**BRANO DEL DOCUMENTO**
<<<<

I materiali: metallurgia e chimica

I problemi legati alla trasmissione a lunga distanza del segnale telefonico non dipendevano solamente dalle caratteristiche “elettrotecniche” del sistema, ossia dall’uso di alcuni componenti piuttosto che di altri, ma anche dall’uso dei materiali: ferro, bronzo o rame. Per la costruzione degli apparecchi, invece, vi fu largo uso dei nuovi materiali di sintesi.


 
I cavi telefonici

Le prime reti telefoniche furono costruite in fili nudi. Il materiale usato per le prime trasmissioni era il ferro. Questo si dimostrò ben presto poco efficace per le caratteristiche di conduttività e al suo posto vennero adottati il rame e il bronzo fosforoso.
Sino alla metà degli anni Ottanta dell’Ottocento la comunicazione telefonica prevedeva l’utilizzo di un solo filo per il trasporto del segnale, e di un altro per la messa a terra.

>>>>

**DATI ESTRATTI**
<<<<

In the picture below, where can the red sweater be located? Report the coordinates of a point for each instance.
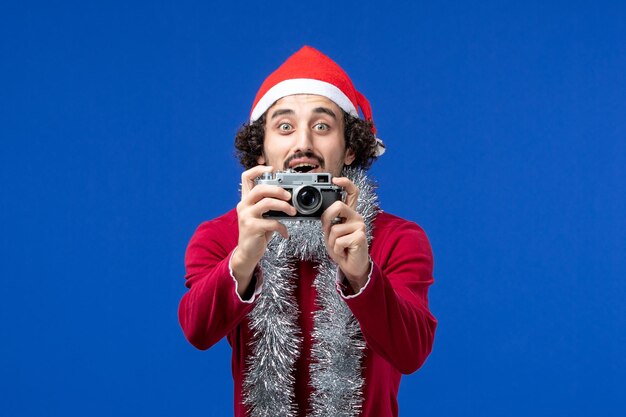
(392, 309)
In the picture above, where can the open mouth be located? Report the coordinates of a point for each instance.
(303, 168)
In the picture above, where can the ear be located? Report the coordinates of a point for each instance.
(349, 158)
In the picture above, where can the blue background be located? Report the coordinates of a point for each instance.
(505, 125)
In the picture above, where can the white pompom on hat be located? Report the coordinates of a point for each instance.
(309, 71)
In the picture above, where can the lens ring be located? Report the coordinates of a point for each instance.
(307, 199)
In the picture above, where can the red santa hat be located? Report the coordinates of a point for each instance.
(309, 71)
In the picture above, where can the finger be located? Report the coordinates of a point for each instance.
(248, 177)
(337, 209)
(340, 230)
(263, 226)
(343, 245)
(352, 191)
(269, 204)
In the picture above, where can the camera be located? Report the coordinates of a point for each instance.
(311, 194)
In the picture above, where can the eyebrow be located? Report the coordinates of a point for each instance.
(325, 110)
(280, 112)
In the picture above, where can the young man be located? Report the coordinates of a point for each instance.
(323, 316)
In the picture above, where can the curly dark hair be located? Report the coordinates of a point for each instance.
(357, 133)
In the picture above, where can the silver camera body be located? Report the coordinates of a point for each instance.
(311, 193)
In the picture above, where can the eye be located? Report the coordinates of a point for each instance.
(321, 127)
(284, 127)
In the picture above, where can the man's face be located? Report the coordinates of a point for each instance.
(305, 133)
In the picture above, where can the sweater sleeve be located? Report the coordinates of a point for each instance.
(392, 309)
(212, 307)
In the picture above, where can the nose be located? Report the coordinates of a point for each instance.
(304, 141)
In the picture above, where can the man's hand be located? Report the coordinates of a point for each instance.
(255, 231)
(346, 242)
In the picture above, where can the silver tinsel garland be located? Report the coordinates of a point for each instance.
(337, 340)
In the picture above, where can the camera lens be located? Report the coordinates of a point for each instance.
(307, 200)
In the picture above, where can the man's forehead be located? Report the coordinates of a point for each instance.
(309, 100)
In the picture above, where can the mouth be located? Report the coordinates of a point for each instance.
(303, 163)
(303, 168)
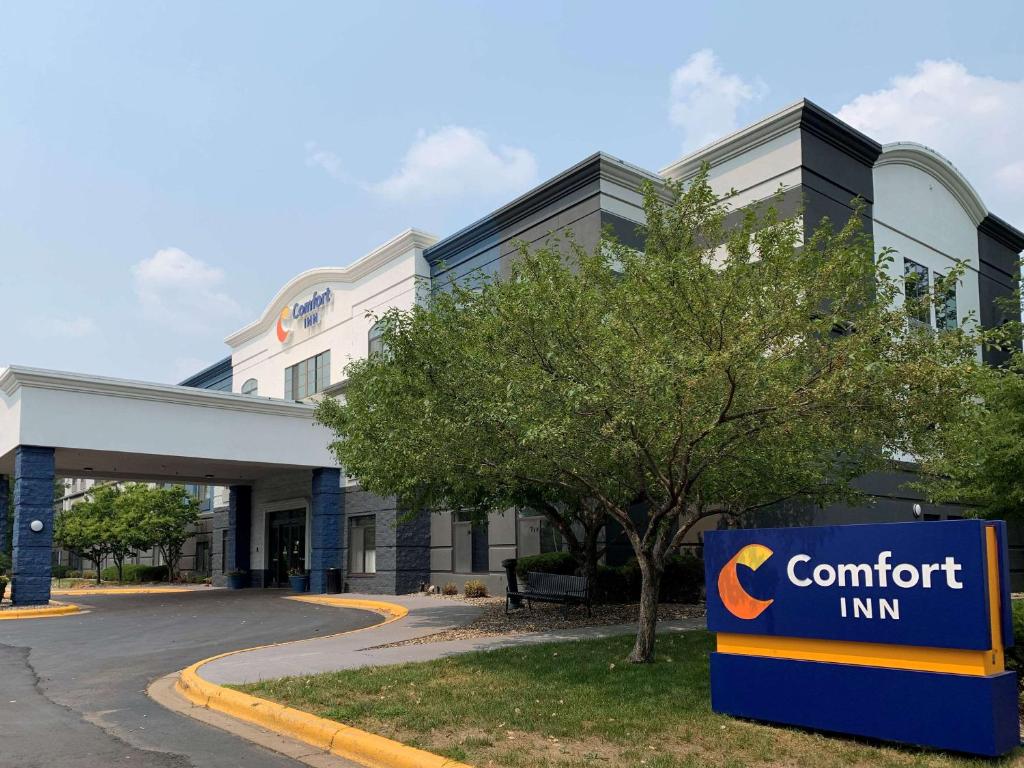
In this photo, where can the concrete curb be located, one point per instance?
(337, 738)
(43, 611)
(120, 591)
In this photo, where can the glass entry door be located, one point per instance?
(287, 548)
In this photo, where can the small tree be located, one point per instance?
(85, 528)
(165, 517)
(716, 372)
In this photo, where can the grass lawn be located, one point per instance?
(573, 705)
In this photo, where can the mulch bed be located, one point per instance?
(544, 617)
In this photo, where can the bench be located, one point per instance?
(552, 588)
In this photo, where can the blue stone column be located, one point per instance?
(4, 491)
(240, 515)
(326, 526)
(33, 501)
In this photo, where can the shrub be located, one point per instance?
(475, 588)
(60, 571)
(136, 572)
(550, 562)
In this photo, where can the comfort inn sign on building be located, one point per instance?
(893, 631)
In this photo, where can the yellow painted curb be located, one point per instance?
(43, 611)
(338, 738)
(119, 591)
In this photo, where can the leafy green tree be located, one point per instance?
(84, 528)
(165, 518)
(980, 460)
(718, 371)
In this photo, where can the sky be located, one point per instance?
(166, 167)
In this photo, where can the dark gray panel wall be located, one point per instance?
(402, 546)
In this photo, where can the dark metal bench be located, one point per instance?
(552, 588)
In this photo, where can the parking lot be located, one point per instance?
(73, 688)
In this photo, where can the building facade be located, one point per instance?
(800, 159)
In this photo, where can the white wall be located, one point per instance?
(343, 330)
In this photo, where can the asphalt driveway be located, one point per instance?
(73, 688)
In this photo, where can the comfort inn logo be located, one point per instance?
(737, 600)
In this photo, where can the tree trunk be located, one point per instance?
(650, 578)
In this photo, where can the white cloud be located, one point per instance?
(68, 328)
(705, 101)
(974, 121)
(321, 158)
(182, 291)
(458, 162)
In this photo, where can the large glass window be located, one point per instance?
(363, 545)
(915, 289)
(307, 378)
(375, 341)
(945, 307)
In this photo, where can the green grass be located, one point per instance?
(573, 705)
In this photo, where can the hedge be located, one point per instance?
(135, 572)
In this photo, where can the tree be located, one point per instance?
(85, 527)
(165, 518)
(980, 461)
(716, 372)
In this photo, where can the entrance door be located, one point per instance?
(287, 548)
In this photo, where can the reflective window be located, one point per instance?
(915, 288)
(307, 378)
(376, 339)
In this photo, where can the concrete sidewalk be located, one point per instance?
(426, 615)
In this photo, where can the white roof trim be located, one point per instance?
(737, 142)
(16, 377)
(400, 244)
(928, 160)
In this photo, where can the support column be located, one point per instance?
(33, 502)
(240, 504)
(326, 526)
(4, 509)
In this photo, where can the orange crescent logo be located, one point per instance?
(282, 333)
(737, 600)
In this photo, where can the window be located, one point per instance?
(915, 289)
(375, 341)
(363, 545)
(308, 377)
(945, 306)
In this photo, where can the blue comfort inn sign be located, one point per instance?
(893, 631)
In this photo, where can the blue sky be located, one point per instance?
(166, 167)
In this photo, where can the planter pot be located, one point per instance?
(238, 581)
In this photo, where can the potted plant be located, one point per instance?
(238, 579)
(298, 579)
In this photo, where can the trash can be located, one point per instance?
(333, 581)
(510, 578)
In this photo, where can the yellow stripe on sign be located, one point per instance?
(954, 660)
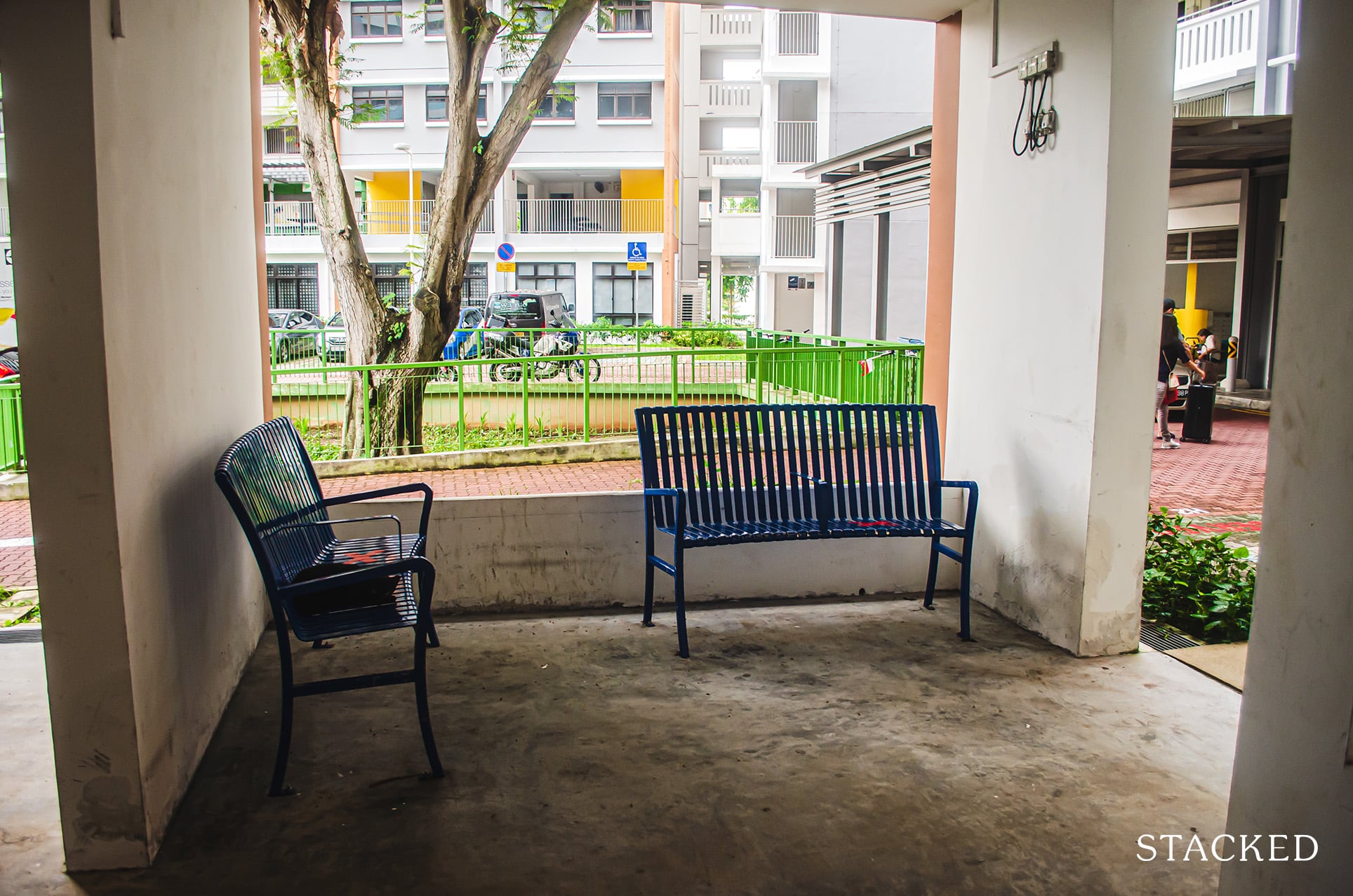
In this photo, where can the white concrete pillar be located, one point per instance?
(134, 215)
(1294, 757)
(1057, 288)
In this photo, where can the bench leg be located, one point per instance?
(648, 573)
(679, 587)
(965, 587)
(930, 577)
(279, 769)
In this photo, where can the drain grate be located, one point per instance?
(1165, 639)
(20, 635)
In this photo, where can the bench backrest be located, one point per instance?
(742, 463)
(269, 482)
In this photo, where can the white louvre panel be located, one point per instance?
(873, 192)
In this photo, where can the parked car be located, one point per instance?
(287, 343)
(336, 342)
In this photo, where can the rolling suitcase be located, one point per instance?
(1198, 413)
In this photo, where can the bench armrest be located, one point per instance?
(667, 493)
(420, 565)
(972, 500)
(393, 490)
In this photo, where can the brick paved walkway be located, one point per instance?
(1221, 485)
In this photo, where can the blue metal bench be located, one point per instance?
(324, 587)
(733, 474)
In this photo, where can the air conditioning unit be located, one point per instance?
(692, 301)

>>>>
<<<<

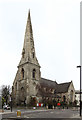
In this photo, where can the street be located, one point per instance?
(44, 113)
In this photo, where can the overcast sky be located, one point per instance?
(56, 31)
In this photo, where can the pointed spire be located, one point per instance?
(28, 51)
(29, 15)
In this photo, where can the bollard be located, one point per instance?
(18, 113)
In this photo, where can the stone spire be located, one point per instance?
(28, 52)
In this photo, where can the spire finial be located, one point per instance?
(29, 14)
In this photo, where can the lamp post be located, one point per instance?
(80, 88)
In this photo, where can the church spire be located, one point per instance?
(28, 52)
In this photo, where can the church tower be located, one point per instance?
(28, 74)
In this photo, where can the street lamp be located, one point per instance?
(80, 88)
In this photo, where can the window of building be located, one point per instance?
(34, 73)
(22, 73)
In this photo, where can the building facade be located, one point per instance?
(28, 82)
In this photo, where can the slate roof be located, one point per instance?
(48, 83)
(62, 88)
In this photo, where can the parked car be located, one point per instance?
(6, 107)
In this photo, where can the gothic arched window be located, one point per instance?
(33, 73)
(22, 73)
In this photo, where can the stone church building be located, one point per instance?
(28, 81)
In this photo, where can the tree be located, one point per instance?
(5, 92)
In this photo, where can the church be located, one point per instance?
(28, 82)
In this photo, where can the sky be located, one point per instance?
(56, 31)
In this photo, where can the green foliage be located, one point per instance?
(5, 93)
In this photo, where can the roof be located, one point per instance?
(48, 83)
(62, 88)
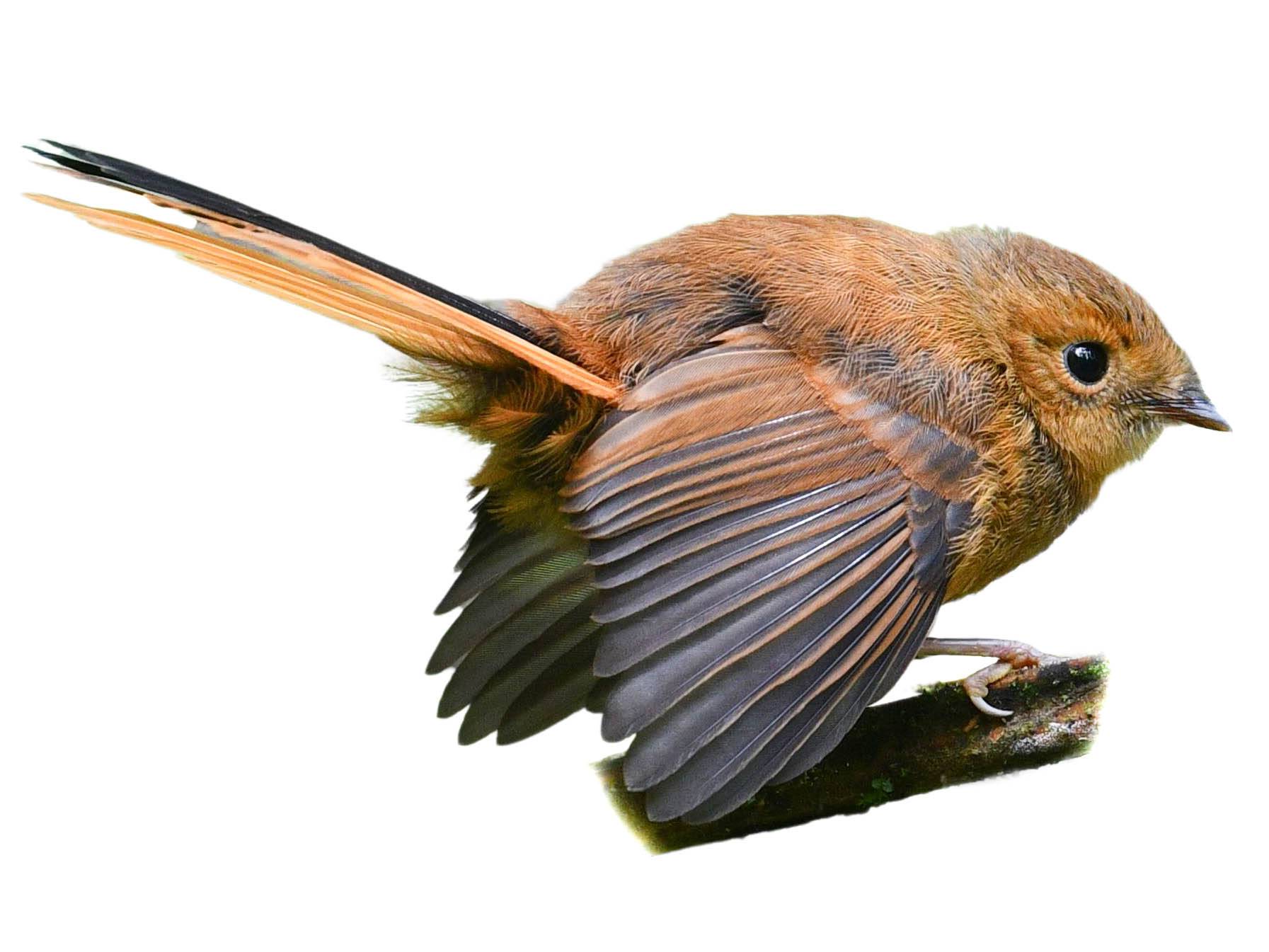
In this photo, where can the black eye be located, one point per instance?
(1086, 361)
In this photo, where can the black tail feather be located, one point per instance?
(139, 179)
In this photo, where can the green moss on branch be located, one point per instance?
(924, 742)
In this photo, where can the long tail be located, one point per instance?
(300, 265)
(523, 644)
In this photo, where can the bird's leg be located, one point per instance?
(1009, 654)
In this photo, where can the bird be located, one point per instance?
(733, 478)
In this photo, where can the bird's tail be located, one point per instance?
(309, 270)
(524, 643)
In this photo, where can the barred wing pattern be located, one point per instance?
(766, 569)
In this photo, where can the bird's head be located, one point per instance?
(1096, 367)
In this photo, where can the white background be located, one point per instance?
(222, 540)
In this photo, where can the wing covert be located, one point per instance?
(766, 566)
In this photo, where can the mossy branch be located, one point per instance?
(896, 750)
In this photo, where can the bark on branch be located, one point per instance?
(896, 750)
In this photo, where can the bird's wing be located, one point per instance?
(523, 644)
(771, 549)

>>>>

**LAVORO DA SVOLGERE**
a: Rispondi a queste domande sul brano sui materiali della telefonia:
(i) Con quali materiali furono costruiti in larga parte gli apparecchi?
(ii) Quale materiale si usò per le prime trasmissioni?
(iii) Fino a quando la comunicazione telefonica usò un solo filo per portare il segnale?
b: Scrivi tutti i metalli nominati nel brano sui materiali della telefonia, ognuno una sola volta e con il nome che ha nel brano.
c: Riprendi il brano sui materiali della telefonia e continualo a partire dall'ultima frase.
L'elenco non serve per nessuno dei compiti.

**RISPOSTE ATTESE**
a:
(i) Con i nuovi materiali di sintesi.
(ii) Il ferro.
(iii) Fino alla metà degli anni Ottanta dell'Ottocento.

b: ferro; bronzo; rame; bronzo fosforoso

c:
Presto ci si accorse che utilizzando dei circuiti di tipo “metallico”, costituiti, in pratica, da due fili metallici collegati a ciclo chiuso, l’induzione che avveniva era uguale e opposta nei due fili, e tendeva così ad annullarsi. L’effetto era accresciuto quando i due fili, oltre a essere accoppiati, erano anche intrecciati l’uno con l’altro.
Nelle città, grossi fasci di fili si diramavano al di sopra degli edifici sfruttando appositi appoggi infissi sui tetti e sulle facciate. Un tale sistema si rilevò però impraticabile con l’incremento dell’utenza, senza contare gli inconvenienti causati dalle interferenze con le reti elettriche, che in quegli stessi anni vedevano un rapido sviluppo.
I fili nudi furono sostituiti in breve, su vasta scala, dai cavi. Il cavo era formato da uno o più conduttori di corrente, avvolti da una sostanza isolante per impedire che la corrente si disperdesse nel suolo o su altri conduttori e racchiusi all’interno di un’armatura che li proteggeva dai danni esterni.
Grazie alle innovazioni introdotte da Pupin, Erlang e van Rysselberghe, oltre che ai miglioramenti delle tecniche di isolamento, si poterono anche ridurre i diametri dei conduttori, passando dai 150-200 chilogrammi per chilometro ai 50 delle linee aeree, sino ai 5-10 chilogrammi delle linee a breve raggio dell’inizio del Novecento.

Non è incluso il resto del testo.